■ **Work to complete**: Every line in the listing is to be echoed verbatim.

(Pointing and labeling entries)
------------------------------------------------

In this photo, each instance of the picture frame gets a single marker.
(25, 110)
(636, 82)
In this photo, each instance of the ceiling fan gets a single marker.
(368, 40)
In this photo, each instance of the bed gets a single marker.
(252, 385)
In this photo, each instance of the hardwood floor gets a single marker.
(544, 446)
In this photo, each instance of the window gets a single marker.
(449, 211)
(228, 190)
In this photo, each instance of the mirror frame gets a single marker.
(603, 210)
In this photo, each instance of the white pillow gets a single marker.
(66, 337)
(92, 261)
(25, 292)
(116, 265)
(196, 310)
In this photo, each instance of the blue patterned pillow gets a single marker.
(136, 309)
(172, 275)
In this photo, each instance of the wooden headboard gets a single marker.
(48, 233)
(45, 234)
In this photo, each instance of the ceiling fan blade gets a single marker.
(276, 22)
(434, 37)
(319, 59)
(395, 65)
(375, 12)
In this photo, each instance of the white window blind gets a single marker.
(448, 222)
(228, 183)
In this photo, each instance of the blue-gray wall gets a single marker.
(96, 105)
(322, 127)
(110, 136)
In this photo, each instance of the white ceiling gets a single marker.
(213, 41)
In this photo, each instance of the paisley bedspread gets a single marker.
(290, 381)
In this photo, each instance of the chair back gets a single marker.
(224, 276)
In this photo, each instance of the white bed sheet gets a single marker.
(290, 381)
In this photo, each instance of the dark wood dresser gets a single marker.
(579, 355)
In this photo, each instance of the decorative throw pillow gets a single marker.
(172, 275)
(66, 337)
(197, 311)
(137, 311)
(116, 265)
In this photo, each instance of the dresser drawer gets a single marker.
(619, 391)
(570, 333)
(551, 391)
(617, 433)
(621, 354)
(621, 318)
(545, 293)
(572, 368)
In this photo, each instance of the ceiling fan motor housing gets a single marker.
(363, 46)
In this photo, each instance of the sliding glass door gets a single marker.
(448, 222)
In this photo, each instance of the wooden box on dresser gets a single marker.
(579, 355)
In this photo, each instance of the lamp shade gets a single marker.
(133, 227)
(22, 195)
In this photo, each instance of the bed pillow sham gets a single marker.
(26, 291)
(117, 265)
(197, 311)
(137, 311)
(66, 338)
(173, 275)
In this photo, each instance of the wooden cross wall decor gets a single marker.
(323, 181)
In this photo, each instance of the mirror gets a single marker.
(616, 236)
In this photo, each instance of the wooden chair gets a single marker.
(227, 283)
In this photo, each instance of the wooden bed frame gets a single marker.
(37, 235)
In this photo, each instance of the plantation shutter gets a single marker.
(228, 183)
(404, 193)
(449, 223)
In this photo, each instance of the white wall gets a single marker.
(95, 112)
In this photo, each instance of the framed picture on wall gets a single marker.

------------------------------------------------

■ **Reply to the exercise**:
In this photo, each instance of the picture frame gets a single marker.
(25, 110)
(636, 82)
In this photo, each instance of the ceiling fan gets a single marker.
(368, 40)
In this photo, each instance of the bed gets a single marker.
(252, 385)
In this photo, each instance of the hardwood floor gets a single marker.
(544, 446)
In this photo, each instance of the window gets a single marker.
(449, 211)
(228, 190)
In this photo, each instance of the mirror frame gets a single marker.
(603, 210)
In this photo, each instance of the white pillow gets a single marker.
(66, 337)
(92, 261)
(25, 292)
(116, 265)
(196, 310)
In this photo, each instance of the blue patterned pillow gets a single marker.
(136, 309)
(172, 275)
In this photo, each instance of the wooden headboard gets a single marker.
(48, 233)
(45, 234)
In this photo, each instance of the ceiling fan blade gets a single marker.
(276, 22)
(434, 37)
(319, 59)
(395, 65)
(375, 12)
In this photo, each instance of the white window blind gets a single marker.
(448, 222)
(228, 183)
In this photo, each instance of the blue-gray wall gets a single marker.
(96, 105)
(322, 127)
(110, 136)
In this photo, each instance of the white ceiling gets a single marker.
(213, 41)
In this photo, each instance of the paisley bedspread gets a single marker.
(290, 381)
In this photo, each instance of the chair back gets a single marker.
(224, 276)
In this photo, each instance of the white bed sheet gets a single marker.
(290, 381)
In this photo, each instance of the dark wood dresser gets a single marker.
(579, 355)
In this photo, each instance of the decorative throw pillow gets a single marker.
(172, 275)
(66, 337)
(197, 311)
(137, 311)
(116, 265)
In this photo, each instance of the dresser drawer gets a single marker.
(619, 391)
(570, 333)
(551, 391)
(617, 433)
(621, 354)
(621, 318)
(545, 293)
(572, 368)
In this photo, each instance of the ceiling fan motor housing gets a single marker.
(363, 46)
In this photo, each instance of the sliding glass door gets a single marker.
(448, 222)
In this photo, each instance of the wooden box on dresser gets a single marker.
(579, 355)
In this photo, each instance of the lamp shade gets a single marker.
(133, 227)
(22, 195)
In this photo, each instance of the bed pillow sham gets a single marker.
(26, 291)
(117, 265)
(197, 311)
(137, 311)
(66, 338)
(173, 275)
In this photo, each instance of the wooden cross wall decor gets a single marker.
(323, 181)
In this photo, each instance of the mirror gets a single marker.
(616, 236)
In this photo, each instance of the wooden chair gets a single marker.
(227, 283)
In this photo, each instance of the wooden bed frame gets a single marker.
(37, 235)
In this photo, each instance of the plantation shutter gets a single marker.
(228, 183)
(404, 193)
(449, 223)
In this photo, each instance of the white wall gets a single marker.
(95, 112)
In this photo, each instance of the framed picture on wall gets a single marker.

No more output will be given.